Supplied passage →
------------------------------------------------------------------------

42. Be that as it may, the application that was placed before the court and which the court must engage with has nothing to do with lifting piercing of the veil. In this regard, the court is lost as to how the question and issues of lifting of the veil have found their way into the submissions by the parties, yet same is not part of the application before the court.

43. It is imperative to state and underscore that parties, the Applicant not excepted, who seeks to approach the court should appreciate the nature of their cases and or application, frame same with the requisite particularity and thereafter endeavour to prove the case as pleaded and/or framed. [See Order 2 Rule 6 of the Civil Procedure Rules, 2010].

44. Furthermore, it is not lost on this court that it is the parties who set the agenda for the hearing and determination of matters, including applications and once the agenda is set; then both the parties and the court are bound. Instructively, a party who has set the agenda for the court vide his/her pleadings cannot be allowed to veer outside the four corners of the pleadings and/or application.

45. To this end, it is imperative to cite and reference the decision of the Court of Appeal in Nairobi City Council v Thabiti Insurance Brokers Ltd [1997]eKLR, where the court stated and held thus;After considering the case of Odd Jobs V. Mubia [1970] EA 476, this Court then went on to say in Sande, that:"In the MUBIA case, the unpleaded issue upon which the judge had based his decision was whether one of the parties to the agreement had failed to comply with a condition in the contract between them.The unpleaded issue was not a claim for special damages which, as we have repeatedly stated, the law requires to be specifically pleaded before it can be proved...We would endorse the well-established view that a Judge has no power to decide an issue not raised before him but having said so, we must revert to the question of how or the manner in which issues are to be raised before a Judge. In our view, the only way to raise issues before a Judge is through the pleadings and as far as we are aware, that has always been the legal position. All the rules of pleading and procedure are designed to crystallise the issues which a Judge is to be called upon to determine and the parties are themselves made aware well in advance as to what the issues between them are

46. Other than the foregoing decision; the requirement that parties must plead and thereafter canvass the pleaded case and not otherwise, was also elaborated by the Court of Appeal in the case of Dakianga Distributors Ltd versus Kenya Seed Company Ltd [2015]eKLR, where the court stated and held thus;A useful discussion on the importance of pleadings is to be found in Bullen and Leake and Jacob's Precedents of Pleadings, 12th Edition, London, Sweet & Maxwell (The Common Law Library No. 5) where the learned authors declare:-“The system of pleadings operates to define and delimit with clarity and precision the real matters in controversy between the parties upon which they can prepare and present their respective cases and upon which the court will be called upon to adjudicate between them. It thus serves the two-fold purposes of informing each party what is the case of the opposite party which he will have to meet before and at the trial, and at the same time informing the court what are the issues between the parties which will govern the interlocutory proceedings before the trial and which the court will have to determine at the trial.”

------------------------------------------------------------------------

Problems and tasks →
(A) Retype the passage of the court ruling from "44. Furthermore, it" up to and including "pleadings and/or application.".
(B) List every case in the court ruling whose name is followed by a year in square brackets.

------------------------------------------------------------------------

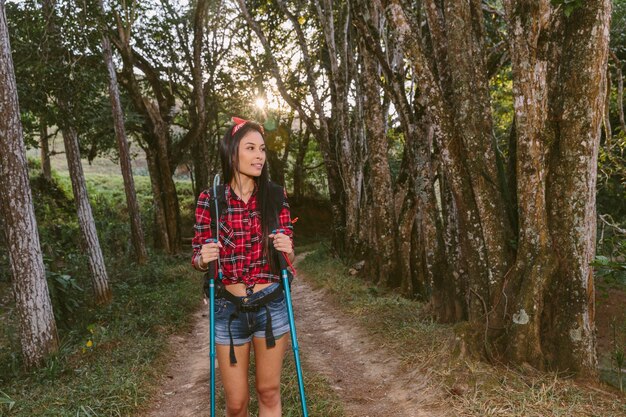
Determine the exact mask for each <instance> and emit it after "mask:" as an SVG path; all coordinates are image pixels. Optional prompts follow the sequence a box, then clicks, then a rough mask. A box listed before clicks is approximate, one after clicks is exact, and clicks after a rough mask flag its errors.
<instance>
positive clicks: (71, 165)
mask: <svg viewBox="0 0 626 417" xmlns="http://www.w3.org/2000/svg"><path fill="white" fill-rule="evenodd" d="M64 110H65V111H68V110H69V109H68V108H67V107H66V108H65V109H64ZM63 143H64V144H65V155H66V156H67V166H68V169H69V172H70V179H71V181H72V191H73V192H74V201H75V202H76V210H77V214H78V224H79V226H80V231H81V232H82V234H83V242H84V244H85V249H86V251H87V255H88V256H89V269H90V270H91V281H92V285H93V291H94V298H95V301H96V304H108V303H109V302H110V301H111V289H110V288H109V278H108V276H107V271H106V266H105V264H104V257H103V256H102V249H101V248H100V241H99V240H98V232H97V231H96V223H95V221H94V218H93V213H92V211H91V204H90V203H89V196H88V194H87V185H86V182H85V174H84V173H83V166H82V164H81V162H80V150H79V149H78V135H77V134H76V130H74V128H73V127H67V126H65V127H63Z"/></svg>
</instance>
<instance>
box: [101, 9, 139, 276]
mask: <svg viewBox="0 0 626 417" xmlns="http://www.w3.org/2000/svg"><path fill="white" fill-rule="evenodd" d="M99 7H100V11H101V13H103V14H104V6H103V3H102V0H100V1H99ZM102 51H103V54H104V62H105V64H106V67H107V71H108V73H109V98H110V100H111V109H112V112H113V126H114V129H115V137H116V138H117V146H118V149H119V152H120V167H121V169H122V178H123V179H124V191H125V193H126V207H127V208H128V215H129V217H130V230H131V238H132V242H133V248H134V249H135V257H136V260H137V263H139V264H144V263H146V261H147V260H148V253H147V252H146V244H145V240H144V234H143V227H142V226H141V217H140V212H139V204H137V195H136V193H135V181H134V179H133V170H132V165H131V161H130V152H129V149H128V139H127V138H126V129H125V128H124V114H123V112H122V105H121V103H120V93H119V87H118V84H117V74H116V72H115V67H114V65H113V56H112V55H113V53H112V51H111V43H110V41H109V38H108V36H107V34H106V31H103V33H102Z"/></svg>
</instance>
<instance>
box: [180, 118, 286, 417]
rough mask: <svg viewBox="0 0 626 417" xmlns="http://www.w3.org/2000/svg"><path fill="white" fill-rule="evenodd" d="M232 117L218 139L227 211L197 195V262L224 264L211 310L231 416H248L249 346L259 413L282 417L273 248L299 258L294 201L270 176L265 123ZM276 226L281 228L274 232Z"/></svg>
mask: <svg viewBox="0 0 626 417" xmlns="http://www.w3.org/2000/svg"><path fill="white" fill-rule="evenodd" d="M233 122H234V124H233V126H232V127H230V128H229V129H228V130H227V132H226V134H225V135H224V138H223V139H222V142H221V143H220V157H221V161H222V171H223V176H222V178H223V181H224V187H223V192H224V196H223V199H222V201H224V200H225V202H226V204H225V205H224V206H225V210H221V211H222V212H221V213H220V219H212V218H211V214H212V213H214V211H213V209H212V206H214V205H215V200H213V199H211V193H212V192H213V191H212V190H207V191H204V192H203V193H201V194H200V196H199V198H198V205H197V208H196V225H195V237H194V239H193V258H192V264H193V266H194V268H195V269H197V270H200V271H206V270H207V269H208V267H209V263H210V262H213V261H216V260H217V259H218V257H219V260H220V262H221V266H222V271H223V280H222V284H223V288H218V289H217V290H216V300H215V311H214V312H213V314H215V344H216V353H217V360H218V364H219V369H220V374H221V377H222V384H223V386H224V390H225V394H226V395H225V396H226V415H227V417H247V416H248V402H249V395H248V392H249V391H248V365H249V359H250V349H251V347H252V348H254V353H255V360H256V392H257V395H258V402H259V417H280V416H281V400H280V373H281V368H282V362H283V356H284V354H285V350H286V348H287V346H288V343H289V337H285V336H286V335H287V334H288V333H289V321H288V317H287V307H286V303H285V299H284V294H283V292H282V288H281V284H280V276H279V274H278V272H279V271H277V270H276V268H275V266H274V265H273V264H274V263H275V261H274V260H275V254H276V252H284V253H285V254H286V255H287V256H288V257H289V259H290V260H291V261H293V258H294V249H293V241H292V225H291V218H290V212H289V205H288V204H287V199H286V194H285V192H284V190H282V189H280V188H278V186H277V185H275V184H273V183H270V181H269V175H268V170H267V165H266V164H265V161H266V154H265V141H264V131H263V127H262V126H261V125H260V124H258V123H256V122H253V121H247V120H243V119H238V118H233ZM277 189H278V192H279V193H280V195H279V197H281V198H279V199H277V198H276V194H277V193H276V190H277ZM216 197H217V196H216ZM219 197H221V196H219ZM276 201H278V203H276ZM213 222H219V237H218V242H217V243H205V242H206V241H207V239H209V238H214V237H215V236H214V234H215V224H214V223H213ZM274 229H282V230H283V232H281V233H276V234H273V233H272V231H273V230H274ZM279 255H280V256H284V255H283V254H279Z"/></svg>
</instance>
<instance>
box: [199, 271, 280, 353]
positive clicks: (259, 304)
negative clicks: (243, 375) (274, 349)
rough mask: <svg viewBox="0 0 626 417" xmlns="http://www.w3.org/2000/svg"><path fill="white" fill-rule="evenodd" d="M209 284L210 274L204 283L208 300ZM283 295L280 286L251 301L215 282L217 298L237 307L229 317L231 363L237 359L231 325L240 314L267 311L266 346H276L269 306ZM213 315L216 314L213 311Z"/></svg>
mask: <svg viewBox="0 0 626 417" xmlns="http://www.w3.org/2000/svg"><path fill="white" fill-rule="evenodd" d="M209 282H210V278H209V276H208V274H206V275H205V282H204V293H205V294H206V296H207V298H209V296H210V294H209ZM289 285H290V286H291V281H289ZM282 295H283V285H282V283H281V285H279V286H278V287H276V289H274V291H272V292H270V293H269V294H265V295H264V296H263V297H261V298H258V299H255V300H252V301H249V300H248V299H249V297H238V296H236V295H234V294H232V293H230V292H229V291H228V290H227V289H226V286H225V285H224V283H222V282H221V281H219V280H216V282H215V298H216V299H218V298H221V299H225V300H227V301H230V302H231V303H233V304H234V305H235V311H234V312H233V313H232V314H231V315H230V316H229V317H228V337H229V338H230V363H231V364H233V365H234V364H236V363H237V357H236V356H235V344H234V341H233V333H232V330H231V325H232V323H233V320H236V319H237V318H239V314H241V313H256V312H259V311H261V309H263V308H264V309H265V345H266V346H267V347H268V348H271V347H274V346H276V338H275V337H274V331H273V329H272V315H271V313H270V310H269V308H267V304H269V303H271V302H272V301H274V300H276V299H278V298H280V297H281V296H282ZM211 314H214V312H213V311H212V312H211Z"/></svg>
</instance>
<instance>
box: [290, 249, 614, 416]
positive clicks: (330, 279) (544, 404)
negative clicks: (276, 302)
mask: <svg viewBox="0 0 626 417" xmlns="http://www.w3.org/2000/svg"><path fill="white" fill-rule="evenodd" d="M304 250H311V251H312V252H311V253H310V254H309V255H308V256H307V257H306V258H305V259H303V260H302V261H301V262H300V264H299V270H300V271H301V272H303V273H304V274H305V275H306V276H307V277H308V278H310V281H311V283H312V284H313V285H314V286H315V287H318V288H321V287H324V288H326V289H327V290H328V293H329V298H330V299H331V300H334V301H335V303H336V305H337V307H338V308H340V309H341V310H343V311H344V312H345V313H347V314H349V315H351V316H353V317H355V318H356V319H357V320H358V321H359V322H360V324H361V325H362V326H363V328H364V329H366V331H367V332H368V333H369V335H370V336H371V337H372V338H373V339H374V340H375V341H377V343H379V344H380V346H381V349H385V350H386V351H390V352H394V353H395V354H397V355H398V357H399V359H400V360H401V361H402V363H403V365H404V367H405V370H406V371H407V372H409V371H415V372H419V373H422V374H426V375H430V379H431V384H432V386H434V387H435V389H439V390H442V391H443V392H444V394H443V396H442V397H441V398H440V402H441V403H440V405H441V407H442V408H444V409H445V410H448V411H451V412H452V413H453V415H455V416H476V417H478V416H480V417H483V416H498V417H500V416H502V417H505V416H511V417H513V416H516V417H517V416H519V417H522V416H523V417H535V416H536V417H539V416H541V417H543V416H548V415H549V416H598V417H600V416H602V417H617V416H624V415H626V398H625V397H624V395H623V394H619V393H617V392H615V391H614V390H610V389H608V388H607V387H604V386H599V385H597V384H595V383H580V382H575V381H572V380H567V379H562V378H558V377H557V376H556V375H554V374H550V373H541V372H537V371H534V370H529V369H513V368H510V367H506V366H494V365H490V364H487V363H485V362H480V361H474V360H471V359H468V358H462V357H459V356H457V355H455V354H454V351H455V349H454V348H455V343H454V330H453V328H452V327H451V326H447V325H440V324H437V323H435V322H433V321H432V320H431V319H430V318H429V317H428V315H427V314H426V313H425V308H424V307H425V306H424V305H423V304H422V303H420V302H417V301H412V300H407V299H404V298H402V297H400V296H399V295H397V294H395V293H394V292H392V291H385V290H382V289H380V288H378V287H376V286H374V285H372V284H371V283H367V282H365V281H363V280H361V279H359V278H358V277H353V276H349V275H348V274H347V269H348V268H347V267H346V266H345V265H343V264H342V263H341V262H340V261H339V260H338V259H335V258H332V257H331V256H330V253H329V251H328V250H327V249H326V248H324V247H322V246H320V245H309V246H308V247H306V248H301V249H300V252H303V251H304Z"/></svg>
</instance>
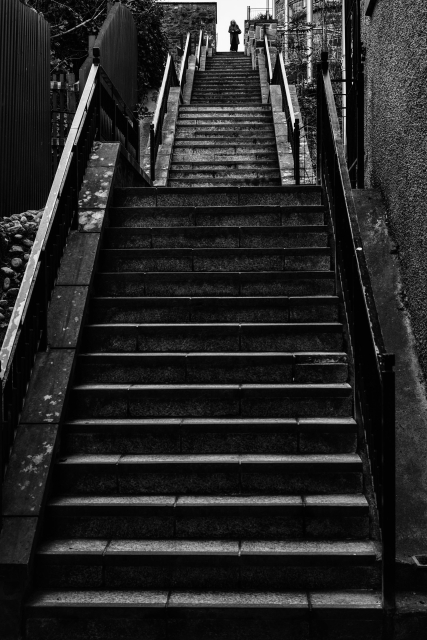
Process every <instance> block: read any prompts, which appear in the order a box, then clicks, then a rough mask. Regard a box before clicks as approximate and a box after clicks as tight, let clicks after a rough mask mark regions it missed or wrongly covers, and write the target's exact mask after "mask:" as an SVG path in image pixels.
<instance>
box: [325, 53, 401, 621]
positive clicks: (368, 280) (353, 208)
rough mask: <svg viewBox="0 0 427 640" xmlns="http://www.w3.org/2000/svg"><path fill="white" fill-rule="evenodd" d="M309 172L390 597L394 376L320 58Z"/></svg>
mask: <svg viewBox="0 0 427 640" xmlns="http://www.w3.org/2000/svg"><path fill="white" fill-rule="evenodd" d="M317 73H318V79H317V88H318V89H317V90H318V101H317V175H318V181H319V183H320V184H322V186H323V189H324V194H325V202H326V204H327V206H328V207H329V210H330V213H331V221H332V227H333V233H334V250H335V263H336V265H337V274H338V279H339V281H340V285H341V289H342V291H343V297H344V305H345V310H346V316H347V321H348V333H349V340H350V346H351V352H352V357H353V362H354V376H355V393H354V399H355V417H356V419H357V420H358V423H359V424H361V426H362V427H363V429H364V432H365V434H366V441H367V452H368V456H369V461H370V467H371V473H372V477H373V484H374V490H375V496H376V501H377V509H378V516H379V524H380V528H381V536H382V547H383V553H382V594H383V606H384V608H385V609H386V610H392V609H393V608H394V600H395V582H394V566H395V497H394V494H395V408H394V407H395V374H394V355H393V354H389V353H387V352H386V349H385V346H384V341H383V336H382V333H381V328H380V324H379V320H378V314H377V310H376V306H375V300H374V296H373V291H372V286H371V282H370V277H369V272H368V268H367V265H366V258H365V254H364V251H363V246H362V241H361V237H360V231H359V225H358V221H357V214H356V210H355V205H354V200H353V194H352V190H351V182H350V176H349V172H348V169H347V163H346V158H345V155H344V148H343V143H342V138H341V132H340V126H339V120H338V115H337V111H336V107H335V101H334V94H333V90H332V84H331V78H330V75H329V70H328V57H327V53H322V63H321V64H319V65H318V72H317Z"/></svg>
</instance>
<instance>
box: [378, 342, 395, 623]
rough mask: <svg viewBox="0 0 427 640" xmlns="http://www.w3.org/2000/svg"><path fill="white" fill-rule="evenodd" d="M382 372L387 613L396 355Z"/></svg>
mask: <svg viewBox="0 0 427 640" xmlns="http://www.w3.org/2000/svg"><path fill="white" fill-rule="evenodd" d="M383 364H384V368H383V370H382V385H383V398H382V414H383V415H382V434H381V441H382V442H381V445H382V454H383V455H382V469H381V471H382V478H381V481H382V487H383V496H382V518H381V520H382V522H381V534H382V543H383V576H382V587H383V606H384V609H385V612H386V614H387V613H388V614H390V613H392V611H393V609H394V608H395V556H396V538H395V528H396V499H395V488H396V473H395V467H396V448H395V439H396V436H395V373H394V370H393V367H394V355H393V354H385V355H384V356H383Z"/></svg>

------------------------------------------------------------------------

Solutions by task →
(A)
44. Furthermore, it is not lost on this court that it is the parties who set the agenda for the hearing and determination of matters, including applications and once the agenda is set; then both the parties and the court are bound. Instructively, a party who has set the agenda for the court vide his/her pleadings cannot be allowed to veer outside the four corners of the pleadings and/or application.

(B)
- Nairobi City Council v Thabiti Insurance Brokers Ltd [1997]eKLR
- Odd Jobs V. Mubia [1970] EA 476
- Dakianga Distributors Ltd versus Kenya Seed Company Ltd [2015]eKLR